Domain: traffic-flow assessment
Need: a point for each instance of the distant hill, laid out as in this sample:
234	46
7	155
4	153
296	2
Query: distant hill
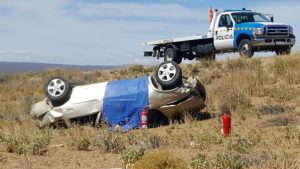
14	67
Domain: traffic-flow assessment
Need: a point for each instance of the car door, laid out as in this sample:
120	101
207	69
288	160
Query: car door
223	35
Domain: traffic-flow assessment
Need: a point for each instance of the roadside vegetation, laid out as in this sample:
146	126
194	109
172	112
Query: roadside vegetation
263	95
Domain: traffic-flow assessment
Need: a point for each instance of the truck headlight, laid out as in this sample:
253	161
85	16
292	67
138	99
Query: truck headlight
291	30
258	31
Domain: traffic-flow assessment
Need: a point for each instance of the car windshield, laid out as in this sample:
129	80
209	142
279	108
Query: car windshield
249	17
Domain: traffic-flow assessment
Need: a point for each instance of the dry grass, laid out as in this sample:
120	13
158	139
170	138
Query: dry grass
263	95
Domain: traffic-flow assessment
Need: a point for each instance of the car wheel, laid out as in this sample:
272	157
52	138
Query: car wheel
169	75
283	51
58	90
245	48
171	55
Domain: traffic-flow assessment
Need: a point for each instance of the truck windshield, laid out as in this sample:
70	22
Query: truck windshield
249	17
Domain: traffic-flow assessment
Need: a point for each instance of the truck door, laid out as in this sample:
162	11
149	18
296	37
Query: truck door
223	33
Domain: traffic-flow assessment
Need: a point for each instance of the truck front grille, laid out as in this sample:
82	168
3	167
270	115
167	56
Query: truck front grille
277	31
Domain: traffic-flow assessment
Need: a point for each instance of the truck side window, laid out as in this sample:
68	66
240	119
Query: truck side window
225	21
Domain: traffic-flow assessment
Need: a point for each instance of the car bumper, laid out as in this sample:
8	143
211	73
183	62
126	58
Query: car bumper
264	41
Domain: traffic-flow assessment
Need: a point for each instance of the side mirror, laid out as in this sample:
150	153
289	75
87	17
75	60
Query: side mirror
272	18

◆ **TASK OBJECTIVE**:
Restate every line of the data above word for word, with the images removed.

◆ **RESPONSE TO THIS EXERCISE**:
Domain: traffic-flow assessment
Need: a point for each instance of the distant hill, laid out as in this sample:
234	46
7	155
4	153
296	2
Query: distant hill
14	67
Domain: traffic-flow assessment
Need: a point for each instance of the car door, laid out as in this sample:
120	101
207	69
288	160
Query: car door
223	35
Domain: traffic-flow assessment
Need: a point for each instance of the roadside vegetation, laid out as in this sample:
146	126
194	109
172	112
Query: roadside vegetation
263	95
Domain: traffic-flow assessment
Need: a point for each instance of the truck headlight, laid out as in this sample:
253	161
85	16
292	67
138	99
Query: truck headlight
291	30
258	31
Domain: traffic-flow assessment
Need: a point for each instance of the car windshield, laid out as in this sample:
129	80
209	142
279	108
Query: car windshield
249	17
Domain: traffic-flow assessment
Need: a point for each instance of the dry grass, laid out as in this sample:
120	13
158	139
170	138
Query: dry grass
263	95
Domain: traffic-flow assessment
Need: a point for each instance of the car wheel, laid out as in this sample:
272	157
52	138
Query: car wheel
169	75
283	51
58	90
245	48
171	55
Domain: traffic-flow assessment
Need: a point for each instance of the truck windshield, laid out as in this sample:
70	22
Query: truck windshield
249	17
Domain: traffic-flow assessment
Need: a point for each instance of the truck door, laid out as in this sample:
162	11
149	18
296	37
Query: truck door
223	33
Domain: traffic-flow assessment
Need: a point for each instance of the truck front grille, laid out as in this sample:
82	168
3	167
270	115
167	56
Query: truck front grille
277	31
Domain: traffic-flow assessment
Need: a point for each instance of the truck side window, laid out as in this sample:
68	66
240	119
Query: truck side window
225	21
Domain: traffic-flow assessment
Need: a point for each instance of the car bumper, laid out as in this sample:
8	143
211	73
183	62
126	58
Query: car bumper
264	41
Domain: traffic-flow assessment
Need: a point for each instance of the side mirror, laid out as in this sample:
150	153
289	75
87	17
75	60
Query: side mirror
272	18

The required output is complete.